Reproduce the data below verbatim, from the line containing "Running a retail shelf audit. Please mark the scuffed" through the end of the data, and include both of those lines.

━━━ Extracted entries ━━━

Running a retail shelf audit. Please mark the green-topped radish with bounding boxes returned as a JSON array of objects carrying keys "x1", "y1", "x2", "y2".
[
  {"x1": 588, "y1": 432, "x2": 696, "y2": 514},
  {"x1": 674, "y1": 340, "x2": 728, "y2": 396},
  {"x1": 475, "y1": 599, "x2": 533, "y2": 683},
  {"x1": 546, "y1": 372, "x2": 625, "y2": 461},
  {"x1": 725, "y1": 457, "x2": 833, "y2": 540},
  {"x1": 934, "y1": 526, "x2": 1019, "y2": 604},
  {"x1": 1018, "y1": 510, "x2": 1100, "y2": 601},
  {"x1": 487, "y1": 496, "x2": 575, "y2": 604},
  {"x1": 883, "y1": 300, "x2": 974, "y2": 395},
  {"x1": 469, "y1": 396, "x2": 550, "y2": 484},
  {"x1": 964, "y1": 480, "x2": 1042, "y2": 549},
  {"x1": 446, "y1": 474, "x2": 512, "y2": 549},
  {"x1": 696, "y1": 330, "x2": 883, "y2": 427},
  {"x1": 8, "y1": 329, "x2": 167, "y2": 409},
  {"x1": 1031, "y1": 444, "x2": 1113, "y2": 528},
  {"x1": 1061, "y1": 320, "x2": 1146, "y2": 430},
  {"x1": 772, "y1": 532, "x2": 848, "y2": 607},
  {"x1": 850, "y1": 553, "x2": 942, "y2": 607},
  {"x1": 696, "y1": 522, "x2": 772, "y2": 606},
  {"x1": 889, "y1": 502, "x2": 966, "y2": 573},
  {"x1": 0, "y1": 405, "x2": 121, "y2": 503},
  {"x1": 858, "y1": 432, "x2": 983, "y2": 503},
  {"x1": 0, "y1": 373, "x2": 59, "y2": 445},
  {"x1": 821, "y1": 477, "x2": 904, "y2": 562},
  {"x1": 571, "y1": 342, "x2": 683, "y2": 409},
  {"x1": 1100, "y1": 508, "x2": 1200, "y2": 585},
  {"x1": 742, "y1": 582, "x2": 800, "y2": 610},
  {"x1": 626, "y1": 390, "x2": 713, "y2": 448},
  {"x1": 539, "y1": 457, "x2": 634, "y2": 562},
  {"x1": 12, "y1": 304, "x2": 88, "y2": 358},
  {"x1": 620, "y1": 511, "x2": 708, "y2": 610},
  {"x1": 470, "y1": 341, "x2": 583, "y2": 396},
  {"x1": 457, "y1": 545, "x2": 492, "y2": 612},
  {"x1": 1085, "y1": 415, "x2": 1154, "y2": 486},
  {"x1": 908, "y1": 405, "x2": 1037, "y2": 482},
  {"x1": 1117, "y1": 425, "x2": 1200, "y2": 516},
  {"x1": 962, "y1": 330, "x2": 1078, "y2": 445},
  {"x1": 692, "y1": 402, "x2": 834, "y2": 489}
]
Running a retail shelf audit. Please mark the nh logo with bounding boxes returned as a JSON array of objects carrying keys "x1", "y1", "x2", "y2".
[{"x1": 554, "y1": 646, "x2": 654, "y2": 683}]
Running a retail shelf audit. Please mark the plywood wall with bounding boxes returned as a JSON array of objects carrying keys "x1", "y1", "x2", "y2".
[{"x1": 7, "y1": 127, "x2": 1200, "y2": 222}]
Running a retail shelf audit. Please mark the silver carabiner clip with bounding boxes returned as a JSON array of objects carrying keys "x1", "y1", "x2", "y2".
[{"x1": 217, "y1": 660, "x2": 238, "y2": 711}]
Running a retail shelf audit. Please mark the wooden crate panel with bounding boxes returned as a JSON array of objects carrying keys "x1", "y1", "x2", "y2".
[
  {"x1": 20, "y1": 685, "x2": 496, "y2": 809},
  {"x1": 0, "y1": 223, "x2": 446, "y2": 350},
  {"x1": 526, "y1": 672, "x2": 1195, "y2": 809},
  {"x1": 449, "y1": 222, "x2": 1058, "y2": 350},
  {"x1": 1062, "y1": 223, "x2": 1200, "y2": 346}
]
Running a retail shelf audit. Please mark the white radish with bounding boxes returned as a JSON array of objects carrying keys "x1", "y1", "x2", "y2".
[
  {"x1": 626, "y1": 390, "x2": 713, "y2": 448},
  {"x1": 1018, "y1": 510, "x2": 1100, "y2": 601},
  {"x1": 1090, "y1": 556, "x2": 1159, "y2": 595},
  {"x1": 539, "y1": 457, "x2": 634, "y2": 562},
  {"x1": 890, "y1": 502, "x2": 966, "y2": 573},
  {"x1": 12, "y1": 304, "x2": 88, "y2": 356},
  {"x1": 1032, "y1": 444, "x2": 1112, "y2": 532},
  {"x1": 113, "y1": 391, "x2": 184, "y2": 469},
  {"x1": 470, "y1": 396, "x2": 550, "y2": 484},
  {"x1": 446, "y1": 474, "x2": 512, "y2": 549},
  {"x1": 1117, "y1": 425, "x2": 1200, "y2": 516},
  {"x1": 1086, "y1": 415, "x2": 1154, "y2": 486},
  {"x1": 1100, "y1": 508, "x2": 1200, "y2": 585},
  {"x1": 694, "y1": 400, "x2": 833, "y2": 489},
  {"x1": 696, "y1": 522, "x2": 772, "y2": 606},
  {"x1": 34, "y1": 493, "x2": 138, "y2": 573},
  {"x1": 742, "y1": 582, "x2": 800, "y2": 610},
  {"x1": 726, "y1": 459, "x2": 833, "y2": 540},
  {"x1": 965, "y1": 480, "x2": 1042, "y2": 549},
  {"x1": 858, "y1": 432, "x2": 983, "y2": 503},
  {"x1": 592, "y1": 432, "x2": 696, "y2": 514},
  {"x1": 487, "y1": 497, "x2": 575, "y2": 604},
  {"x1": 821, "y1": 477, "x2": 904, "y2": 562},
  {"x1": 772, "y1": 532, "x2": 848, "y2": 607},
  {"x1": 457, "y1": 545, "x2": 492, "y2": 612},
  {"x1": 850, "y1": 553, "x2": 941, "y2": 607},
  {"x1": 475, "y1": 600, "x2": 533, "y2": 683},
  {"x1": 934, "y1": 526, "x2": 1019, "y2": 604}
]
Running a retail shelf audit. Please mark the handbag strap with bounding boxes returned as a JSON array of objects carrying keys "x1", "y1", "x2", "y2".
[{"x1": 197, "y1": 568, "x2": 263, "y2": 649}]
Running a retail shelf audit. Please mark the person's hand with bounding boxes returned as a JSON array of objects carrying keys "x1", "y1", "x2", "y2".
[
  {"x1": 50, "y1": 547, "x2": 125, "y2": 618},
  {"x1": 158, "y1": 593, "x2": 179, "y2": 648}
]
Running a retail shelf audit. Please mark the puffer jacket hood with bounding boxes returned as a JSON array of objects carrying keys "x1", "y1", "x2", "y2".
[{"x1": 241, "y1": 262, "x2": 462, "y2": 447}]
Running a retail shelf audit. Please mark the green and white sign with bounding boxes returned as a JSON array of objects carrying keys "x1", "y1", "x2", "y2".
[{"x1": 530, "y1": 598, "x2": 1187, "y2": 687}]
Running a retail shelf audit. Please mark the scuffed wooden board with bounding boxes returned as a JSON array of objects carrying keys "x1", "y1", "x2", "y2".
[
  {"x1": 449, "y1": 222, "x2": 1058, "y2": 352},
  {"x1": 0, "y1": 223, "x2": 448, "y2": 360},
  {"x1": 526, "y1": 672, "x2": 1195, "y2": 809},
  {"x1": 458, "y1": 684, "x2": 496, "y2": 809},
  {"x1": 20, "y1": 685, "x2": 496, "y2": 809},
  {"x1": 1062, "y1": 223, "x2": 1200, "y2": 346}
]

━━━

_Final result_
Running a retail shelf audit. Please mark the scuffed wooden board with bounding boxes returned as a JSON array of objects carrying keys "x1", "y1", "x2", "y2".
[
  {"x1": 449, "y1": 222, "x2": 1058, "y2": 352},
  {"x1": 0, "y1": 223, "x2": 448, "y2": 360},
  {"x1": 526, "y1": 672, "x2": 1195, "y2": 809},
  {"x1": 458, "y1": 684, "x2": 496, "y2": 809},
  {"x1": 20, "y1": 685, "x2": 496, "y2": 809},
  {"x1": 1062, "y1": 223, "x2": 1200, "y2": 346}
]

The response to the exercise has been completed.